▸ **TASK DESCRIPTION**: Rewrite the passage on the rescue ship Lifeline, beginning at "In 2015 Clupea" and ending after "rescue (SAR) missions.", and replace "vessel" with "ship" throughout.
[[ PASSAGE open ]]
In 2015 Clupea was sold to the German NGO Sea-Watch, who started a civil sea rescue service for refugees and migrants in the Mediterranean. The vessel was renamed Sea-Watch 2 in March 2016 and has been used for search and rescue (SAR) missions.

==As Lifeline==
In autumn 2016, the NGO Sea Watch sold the ship to Mission Lifeline e.V., a service club based in Dresden. Its name now is Lifeline.
In June 2018, the Lifeline (with 239 migrants on board) was in the media as one of the ships being forbidden to enter an Italian harbour. Matteo Salvini, then Italian Minister of the Interior (Conte Cabinet), had ordered this blocking.

Netherlands Minister Cora van Nieuwenhuizen declared in late June 2018, that the Lifeline does not operate under the Netherlands flag. According to the statement, the existing registration of the vessel with the Koninklijk Nederlands Watersport Verbond was only a proof of ownership, which did not make the Netherlands the flag state for the Lifeline. The Lifeline was impounded by the Maltese authorities in summer 2018. In January 2020, captain Claus-Peter Reisch had his conviction for entering Maltese waters 'without the necessary registration or licence' quashed and a €10,000 fine revoked.

The activists sold the ship in early 2020 for a "low five-figure sum" and announced to use the profits to help equip a new rescue ship.
[[ PASSAGE closed ]]
[[ DATA FOR ANALYSIS open ]]
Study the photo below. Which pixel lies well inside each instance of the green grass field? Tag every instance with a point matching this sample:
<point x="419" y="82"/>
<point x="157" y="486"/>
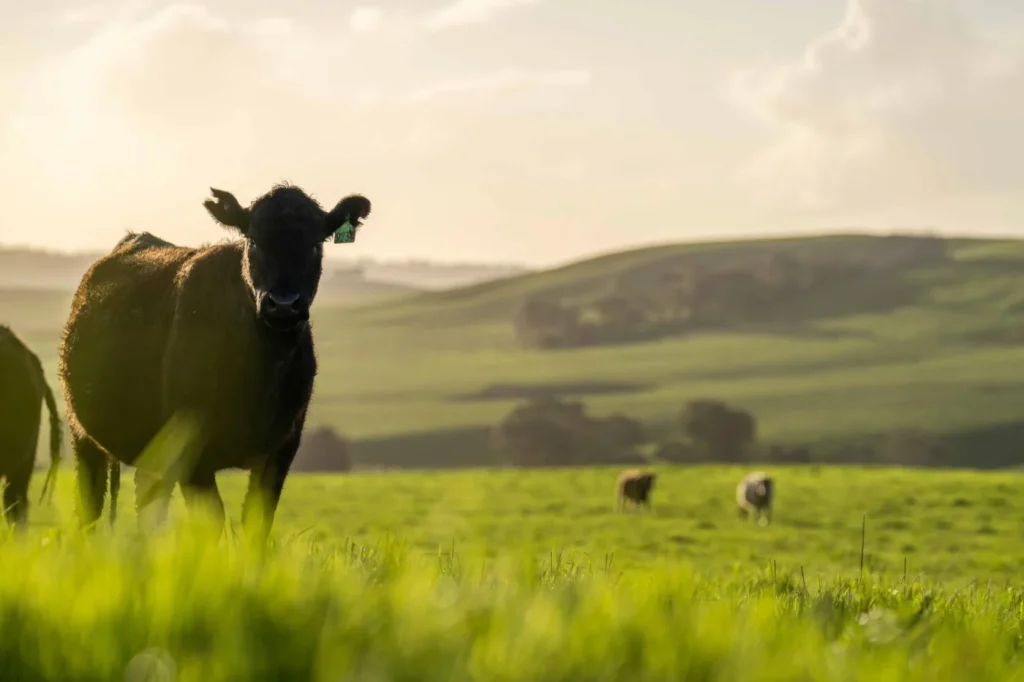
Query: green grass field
<point x="511" y="574"/>
<point x="938" y="348"/>
<point x="531" y="576"/>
[[ DATA FOR ANALYSIS closed ]]
▸ **ANSWER TO THE EXERCISE**:
In 2015 Clupea was sold to the German NGO Sea-Watch, who started a civil sea rescue service for refugees and migrants in the Mediterranean. The ship was renamed Sea-Watch 2 in March 2016 and has been used for search and rescue (SAR) missions.